Text segment:
OPA is a great tool for implementing a policy-as-code system. But if you're trying to use it for application authorization (e.g. fine-grained authz for B2B SaaS or a set of internal applications), you may find that its policy story is strong, but it doesn't really have a "data plane": you either store data in a data.json file and rebuild the policy any time that data changes, or make an http.send call out of the policy to fetch dynamic data.
Check out Topaz [0], which uses OPA as its decision engine, but adds a data plane that is based on the ReBAC ideas explored in the Google Zanzibar [1] paper.
Disclaimer: I work on the team [2] that builds and maintains the Topaz project.
Bundle servers provide a centralized "data plane" decoupled from the distributed component (OPA). You don't need to rebuild your policy any time data changes. Just push a new bundle with the data that changed, and OPA will fetch it as configured — either periodically or directly if long polling is configured.
This feels very much like OpenFGA[0]. I've been evaluating authorization tool for one of my side projects and honestly most tools feels like creating relationships in a graph-like database and querying to see if there is/isn't relationship between two entities. Is there more to this (besides the implementation details) or am I missing something from these tools?
My team is using OPA in a re-build of an application that we support. One of the main goals of the rebuild is to ensure we don't end up in a situation where every little rule change (including UAM changes) requires a full rebuild/deploy cycle of the app.
OPA replaces a complex hard-coded, and largely inscrutable UAM model with a (still complex), but flexibly defined, independently testable, and easily inspectable single-responsibility model.
I like that OPA has built in support for testing rulesets. The partial evaluation feature is amazing, ands makes it easy to apply UAM filters to endpoints that return large sets of data (we have consistent query APIs across the app, so could do this with a relatively simple OPA-aware proxy).
It's not all sunshine and roses, and the result might seem overly complex for a lot of use cases, but in our case I think OPA has provided a nice clean abstraction and enabled us to disentangle our UAM from the rest of our code and move more quickly overall.
Curious if you have any lessons learned worth sharing. Our journey was like
1: Yeah, we can use OPA to get rid of all this legacy spaghetti code!
2: Wow this PoC really proves out the idea!
3: Whoa we have three use cases now running in production!
4: Wait, these remaining 20 use cases are way more complex. To our surprise, all this legacy spaghetti code _exists for a reason_.
5: We now have 5 use cases in production but the Rego is now quite convoluted and our application logic has actually increased in complexity.
6: Red button: okay this is going horribly wrong. Back out this whole thing.
7: Recognition: the reason this has gone horribly wrong is because the spaghetti code combines pure logic and side effects in a way that did not map well with OPA.

Brief 1:
Can you reproduce the OPA thread word for word, from "OPA replaces a" to "legacy spaghetti code!"?
Brief 2:
Answer these questions about the OPA thread:
(a) Which project uses OPA as its decision engine but adds a data plane?
(b) Which OPA feature does the commenter rebuilding an application call amazing?
(c) In the numbered journey, how many use cases are in production at step 5?

Data shown:
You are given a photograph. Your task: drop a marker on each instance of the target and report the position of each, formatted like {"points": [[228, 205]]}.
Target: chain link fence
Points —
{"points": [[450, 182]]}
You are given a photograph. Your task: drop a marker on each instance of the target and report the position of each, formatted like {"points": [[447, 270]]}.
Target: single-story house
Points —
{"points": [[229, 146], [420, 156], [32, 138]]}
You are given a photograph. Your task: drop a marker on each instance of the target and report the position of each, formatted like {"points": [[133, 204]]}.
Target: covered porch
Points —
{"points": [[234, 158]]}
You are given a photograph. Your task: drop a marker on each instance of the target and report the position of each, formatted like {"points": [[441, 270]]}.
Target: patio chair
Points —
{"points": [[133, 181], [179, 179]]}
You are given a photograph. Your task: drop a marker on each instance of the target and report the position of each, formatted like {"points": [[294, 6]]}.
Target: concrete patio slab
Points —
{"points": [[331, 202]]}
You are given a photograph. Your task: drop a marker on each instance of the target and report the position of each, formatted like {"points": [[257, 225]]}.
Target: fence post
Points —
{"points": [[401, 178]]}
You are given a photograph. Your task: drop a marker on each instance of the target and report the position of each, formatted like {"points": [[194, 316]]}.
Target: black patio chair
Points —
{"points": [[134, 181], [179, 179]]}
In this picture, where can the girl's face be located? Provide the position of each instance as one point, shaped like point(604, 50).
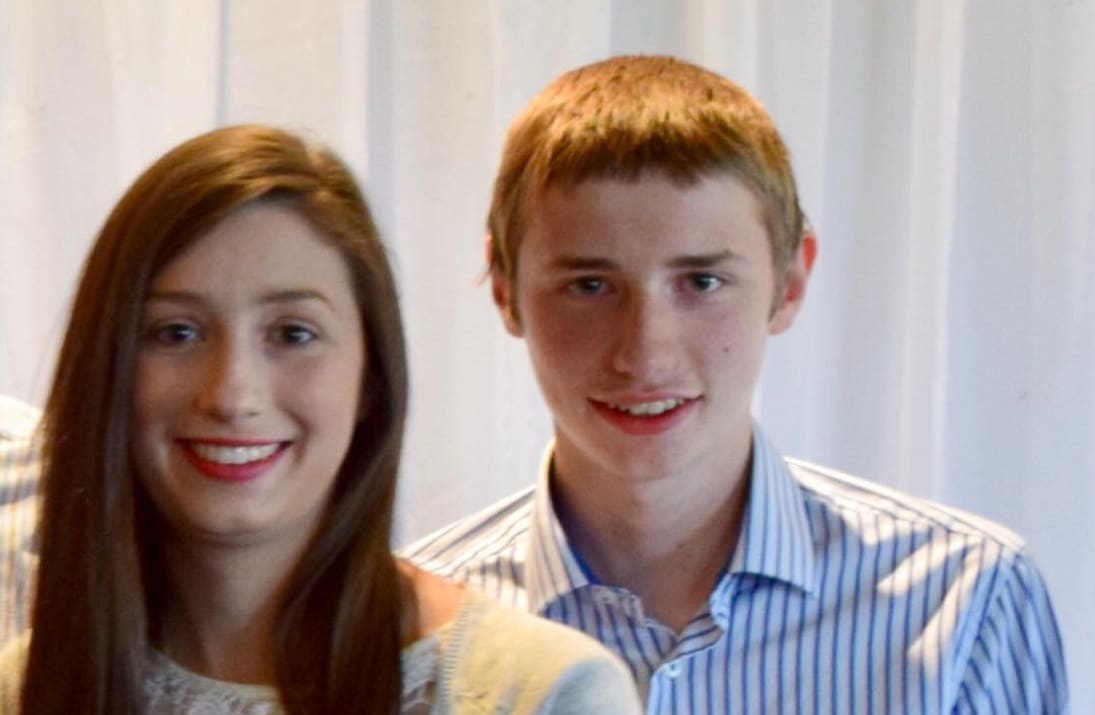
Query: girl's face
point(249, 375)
...
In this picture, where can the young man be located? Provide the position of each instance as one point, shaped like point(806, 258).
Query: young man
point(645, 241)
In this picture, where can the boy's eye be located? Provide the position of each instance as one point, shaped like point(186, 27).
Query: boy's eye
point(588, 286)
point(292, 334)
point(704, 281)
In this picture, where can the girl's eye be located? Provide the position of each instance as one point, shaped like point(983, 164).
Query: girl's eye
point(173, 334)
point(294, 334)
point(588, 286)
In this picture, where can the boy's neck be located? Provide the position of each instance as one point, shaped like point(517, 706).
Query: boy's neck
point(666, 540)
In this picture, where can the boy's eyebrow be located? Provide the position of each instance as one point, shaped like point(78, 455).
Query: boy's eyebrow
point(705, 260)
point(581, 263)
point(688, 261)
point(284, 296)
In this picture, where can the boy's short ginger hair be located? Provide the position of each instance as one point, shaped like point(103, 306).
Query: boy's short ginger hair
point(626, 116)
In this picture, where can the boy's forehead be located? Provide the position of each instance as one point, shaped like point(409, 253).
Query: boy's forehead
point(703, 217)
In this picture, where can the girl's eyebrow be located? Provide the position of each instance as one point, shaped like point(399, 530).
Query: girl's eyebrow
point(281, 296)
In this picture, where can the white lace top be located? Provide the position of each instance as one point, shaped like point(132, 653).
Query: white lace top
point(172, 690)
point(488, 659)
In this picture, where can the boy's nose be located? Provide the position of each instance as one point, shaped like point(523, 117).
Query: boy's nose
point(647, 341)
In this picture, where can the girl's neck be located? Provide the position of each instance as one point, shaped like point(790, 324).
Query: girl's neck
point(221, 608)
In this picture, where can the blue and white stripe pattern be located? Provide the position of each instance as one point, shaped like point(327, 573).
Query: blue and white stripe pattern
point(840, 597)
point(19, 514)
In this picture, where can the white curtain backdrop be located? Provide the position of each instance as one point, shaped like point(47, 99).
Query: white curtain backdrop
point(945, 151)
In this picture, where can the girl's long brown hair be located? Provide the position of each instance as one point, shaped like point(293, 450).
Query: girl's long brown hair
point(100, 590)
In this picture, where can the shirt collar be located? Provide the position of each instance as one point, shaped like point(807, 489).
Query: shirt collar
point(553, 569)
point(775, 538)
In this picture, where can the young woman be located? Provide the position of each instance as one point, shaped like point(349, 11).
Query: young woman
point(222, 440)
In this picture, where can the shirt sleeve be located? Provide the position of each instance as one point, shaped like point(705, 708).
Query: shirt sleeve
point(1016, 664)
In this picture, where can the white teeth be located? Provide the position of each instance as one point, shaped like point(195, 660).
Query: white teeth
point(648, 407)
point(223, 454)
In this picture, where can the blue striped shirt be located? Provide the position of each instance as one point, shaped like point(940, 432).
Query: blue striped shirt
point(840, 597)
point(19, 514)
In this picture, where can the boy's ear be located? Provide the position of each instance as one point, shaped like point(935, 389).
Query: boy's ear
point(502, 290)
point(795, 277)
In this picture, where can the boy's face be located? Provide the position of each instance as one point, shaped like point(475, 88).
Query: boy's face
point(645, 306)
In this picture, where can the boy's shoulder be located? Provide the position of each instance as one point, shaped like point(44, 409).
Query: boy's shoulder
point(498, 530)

Task result 1:
OPA replaces a complex hard-coded, and largely inscrutable UAM model with a (still complex), but flexibly defined, independently testable, and easily inspectable single-responsibility model.
I like that OPA has built in support for testing rulesets. The partial evaluation feature is amazing, ands makes it easy to apply UAM filters to endpoints that return large sets of data (we have consistent query APIs across the app, so could do this with a relatively simple OPA-aware proxy).
It's not all sunshine and roses, and the result might seem overly complex for a lot of use cases, but in our case I think OPA has provided a nice clean abstraction and enabled us to disentangle our UAM from the rest of our code and move more quickly overall.
Curious if you have any lessons learned worth sharing. Our journey was like
1: Yeah, we can use OPA to get rid of all this legacy spaghetti code!

Task result 2:
(a) Topaz
(b) The partial evaluation feature
(c) Five